[Dataset excerpts on pointing at objects]
==========
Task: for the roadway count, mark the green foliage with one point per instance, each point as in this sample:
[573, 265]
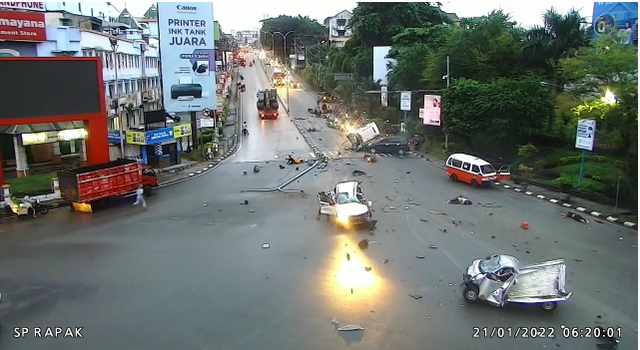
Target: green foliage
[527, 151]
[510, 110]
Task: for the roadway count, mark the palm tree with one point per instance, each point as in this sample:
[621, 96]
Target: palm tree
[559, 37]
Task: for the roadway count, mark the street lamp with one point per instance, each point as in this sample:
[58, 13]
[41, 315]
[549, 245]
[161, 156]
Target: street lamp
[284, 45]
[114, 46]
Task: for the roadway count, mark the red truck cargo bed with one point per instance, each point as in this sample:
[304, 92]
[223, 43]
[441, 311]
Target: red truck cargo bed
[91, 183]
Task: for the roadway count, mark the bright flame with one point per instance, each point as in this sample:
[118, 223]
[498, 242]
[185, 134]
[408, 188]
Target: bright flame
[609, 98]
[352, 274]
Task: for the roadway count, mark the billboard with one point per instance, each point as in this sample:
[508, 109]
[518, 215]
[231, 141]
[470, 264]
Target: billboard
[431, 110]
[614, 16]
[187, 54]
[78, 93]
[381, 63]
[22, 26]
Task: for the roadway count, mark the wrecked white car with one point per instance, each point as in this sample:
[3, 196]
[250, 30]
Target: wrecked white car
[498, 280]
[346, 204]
==========
◆ What you should do ◆
Copy every item above word for word, leaving out the pictures.

◆ Result for this exercise ◆
Task: for the roadway count, mark the green foliage with one point per instance, each point as in this sample:
[573, 265]
Target: green foliage
[527, 151]
[510, 110]
Task: for the roadway count, mark the palm tree with one point per instance, each point as in this sample:
[621, 96]
Target: palm tree
[559, 37]
Task: for the roadway count, mark the street lamp with one point per instance, each point as in this sample:
[58, 13]
[41, 315]
[549, 245]
[161, 156]
Target: street lamp
[284, 45]
[114, 46]
Task: for the roadway count, mark the red truck cargo bed with one point per instance, each point as in this sample:
[304, 92]
[223, 43]
[441, 311]
Target: red truck cargo bed
[91, 183]
Task: for the roadway count, mark the bright flame with one point per instance, each point as in this sample:
[118, 223]
[498, 242]
[185, 134]
[408, 188]
Target: bright flame
[609, 98]
[352, 274]
Task: for the roadway count, mark the billboard with one point per instance, each point as in this sample:
[508, 109]
[518, 215]
[231, 141]
[470, 264]
Target: billboard
[431, 110]
[614, 16]
[187, 54]
[78, 93]
[381, 63]
[22, 26]
Task: for the roadway count, mark the wrecked white car with one point per instance, each point as in this sample:
[3, 196]
[250, 30]
Target: wrecked white car
[498, 280]
[346, 204]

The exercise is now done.